__Requirement__: Out of the data below, copy every line with the string "street".

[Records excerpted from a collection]
#####

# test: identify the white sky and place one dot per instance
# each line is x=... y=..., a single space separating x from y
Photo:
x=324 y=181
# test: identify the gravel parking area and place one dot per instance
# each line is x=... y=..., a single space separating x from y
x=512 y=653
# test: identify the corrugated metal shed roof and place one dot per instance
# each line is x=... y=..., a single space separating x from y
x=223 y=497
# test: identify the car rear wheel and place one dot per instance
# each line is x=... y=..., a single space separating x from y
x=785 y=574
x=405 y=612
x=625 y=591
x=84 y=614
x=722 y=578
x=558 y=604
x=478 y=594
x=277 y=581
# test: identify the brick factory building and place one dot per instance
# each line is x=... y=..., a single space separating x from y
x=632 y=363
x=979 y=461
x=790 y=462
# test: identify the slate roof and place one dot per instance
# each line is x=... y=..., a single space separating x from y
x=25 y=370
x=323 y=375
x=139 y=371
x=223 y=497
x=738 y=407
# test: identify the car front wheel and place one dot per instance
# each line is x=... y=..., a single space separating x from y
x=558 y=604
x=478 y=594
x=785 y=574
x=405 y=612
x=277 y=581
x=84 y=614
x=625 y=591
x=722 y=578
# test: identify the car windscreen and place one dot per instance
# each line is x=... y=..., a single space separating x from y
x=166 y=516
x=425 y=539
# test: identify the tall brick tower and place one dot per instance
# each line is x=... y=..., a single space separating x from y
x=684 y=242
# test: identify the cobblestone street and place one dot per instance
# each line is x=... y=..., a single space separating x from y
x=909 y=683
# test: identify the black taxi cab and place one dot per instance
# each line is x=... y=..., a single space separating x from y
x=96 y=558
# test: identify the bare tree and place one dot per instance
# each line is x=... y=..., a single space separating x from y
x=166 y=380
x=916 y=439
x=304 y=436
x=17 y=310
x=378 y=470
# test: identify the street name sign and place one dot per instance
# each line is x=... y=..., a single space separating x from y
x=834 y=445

#####

__Exercise result__:
# test: identify the cobblestone street and place one dot per instance
# test: identify the street name sign and place one dot per instance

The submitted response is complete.